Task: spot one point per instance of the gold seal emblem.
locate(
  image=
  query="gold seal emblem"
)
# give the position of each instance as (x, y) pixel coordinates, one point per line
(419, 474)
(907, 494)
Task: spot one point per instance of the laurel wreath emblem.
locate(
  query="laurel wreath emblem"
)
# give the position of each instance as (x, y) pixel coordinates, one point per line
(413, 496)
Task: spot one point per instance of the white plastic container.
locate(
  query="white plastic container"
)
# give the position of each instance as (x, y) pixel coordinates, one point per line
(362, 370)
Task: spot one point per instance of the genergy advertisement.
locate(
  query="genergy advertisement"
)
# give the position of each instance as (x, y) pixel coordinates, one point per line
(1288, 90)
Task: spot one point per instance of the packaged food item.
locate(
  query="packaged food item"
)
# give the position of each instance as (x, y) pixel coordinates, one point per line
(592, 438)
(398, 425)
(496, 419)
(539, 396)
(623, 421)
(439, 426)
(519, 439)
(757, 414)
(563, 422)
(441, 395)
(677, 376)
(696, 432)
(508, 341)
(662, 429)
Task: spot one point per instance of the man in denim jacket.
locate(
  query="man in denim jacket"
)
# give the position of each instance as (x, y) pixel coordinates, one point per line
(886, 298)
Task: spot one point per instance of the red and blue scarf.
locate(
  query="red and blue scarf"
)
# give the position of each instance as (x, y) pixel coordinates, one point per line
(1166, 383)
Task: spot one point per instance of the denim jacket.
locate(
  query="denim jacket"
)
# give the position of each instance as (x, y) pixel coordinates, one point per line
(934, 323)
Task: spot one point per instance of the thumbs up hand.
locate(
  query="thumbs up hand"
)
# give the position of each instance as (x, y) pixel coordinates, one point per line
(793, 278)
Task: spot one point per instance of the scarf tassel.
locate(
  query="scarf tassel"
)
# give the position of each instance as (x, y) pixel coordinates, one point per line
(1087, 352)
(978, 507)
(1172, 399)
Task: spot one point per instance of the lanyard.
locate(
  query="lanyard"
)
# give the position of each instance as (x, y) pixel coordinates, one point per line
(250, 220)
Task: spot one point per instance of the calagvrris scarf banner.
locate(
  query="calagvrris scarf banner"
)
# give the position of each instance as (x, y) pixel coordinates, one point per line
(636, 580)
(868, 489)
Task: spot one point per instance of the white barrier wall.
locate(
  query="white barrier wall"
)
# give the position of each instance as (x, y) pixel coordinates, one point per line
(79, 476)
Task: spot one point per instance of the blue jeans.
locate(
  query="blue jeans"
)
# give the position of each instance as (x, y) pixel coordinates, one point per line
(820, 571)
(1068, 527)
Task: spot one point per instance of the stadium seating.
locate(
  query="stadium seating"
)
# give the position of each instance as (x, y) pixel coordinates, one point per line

= = = =

**The task**. Without changing a word, restate the whole listing.

**Result**.
Task: spot one point per instance of the gold seal emblem.
locate(
  image=
  query="gold seal emblem"
)
# give the position of each instance as (x, y) pixel coordinates, one point per line
(419, 474)
(907, 494)
Task: spot one point per instance of the laurel wreath emblem.
locate(
  query="laurel wreath emblem"
)
# give the position of each instance as (x, y) pixel coordinates, one point per line
(413, 496)
Task: spot one point per instance of the white plastic container.
locate(
  query="white plastic container"
)
# give the position of each instance as (x, y) pixel coordinates, one point per line
(362, 370)
Task: spot one point per instance of the genergy advertisement.
locate(
  query="genergy advertisement"
)
# give the position of each instance as (x, y) pixel coordinates, one point per line
(1288, 90)
Task: spot one point per instance of the packaged food item.
locate(
  query="packaged food item"
)
# give the position of each instance as (x, y) pixel coordinates, one point per line
(592, 438)
(398, 425)
(496, 419)
(539, 396)
(623, 421)
(439, 426)
(519, 439)
(757, 414)
(563, 422)
(441, 395)
(677, 376)
(696, 432)
(508, 341)
(662, 429)
Task: spot one point per instance of the man in denim jacket.
locate(
  query="man in denim jacket"
)
# give the position of each instance as (x, y) pixel coordinates, one point per line
(886, 298)
Task: spot one point per instance of the red and blue scarf.
locate(
  query="red and blue scarf"
)
# give the position of each instance as (x, y) pixel coordinates, one point per line
(1166, 383)
Task: spot one point per instance of the denim jacket.
locate(
  query="denim jacket"
)
# give the position of each instance as (x, y) pixel coordinates, one point per line
(934, 323)
Task: spot one point per instance of the thumbs up hand.
locate(
  query="thumbs up hand"
)
# give the position of each instance as (x, y) pixel coordinates, one point per line
(793, 278)
Task: spot one point per instance of the scarf tassel.
locate(
  query="scarf tassel"
)
# give the position of each instance as (x, y) pixel coordinates, one point per line
(1087, 352)
(978, 507)
(1172, 399)
Task: spot one point per instance of the lanyard.
locate(
  query="lanyard"
)
# give the position of each instance as (x, y) pixel coordinates, one point per line
(250, 220)
Task: spot one point per instance of the calagvrris scarf banner.
locate(
  query="calagvrris scarf banner"
)
# give the position of each instance as (x, y) pixel coordinates, one point per line
(636, 580)
(868, 489)
Task: spot one point per instance of the white barrier wall.
locate(
  query="white barrier wall"
)
# give the position of each instance as (x, y) pixel coordinates, one point per line
(79, 476)
Task: spot one point per instance of the blue jeans.
locate(
  query="blue jeans"
)
# give the position of each instance as (x, y) pixel coordinates, one point per line
(820, 571)
(1068, 527)
Task: spot one point per instance of the stadium seating.
locate(
  query="stadium seating"
)
# give the position of each instance as (x, y) pixel coordinates, one point per line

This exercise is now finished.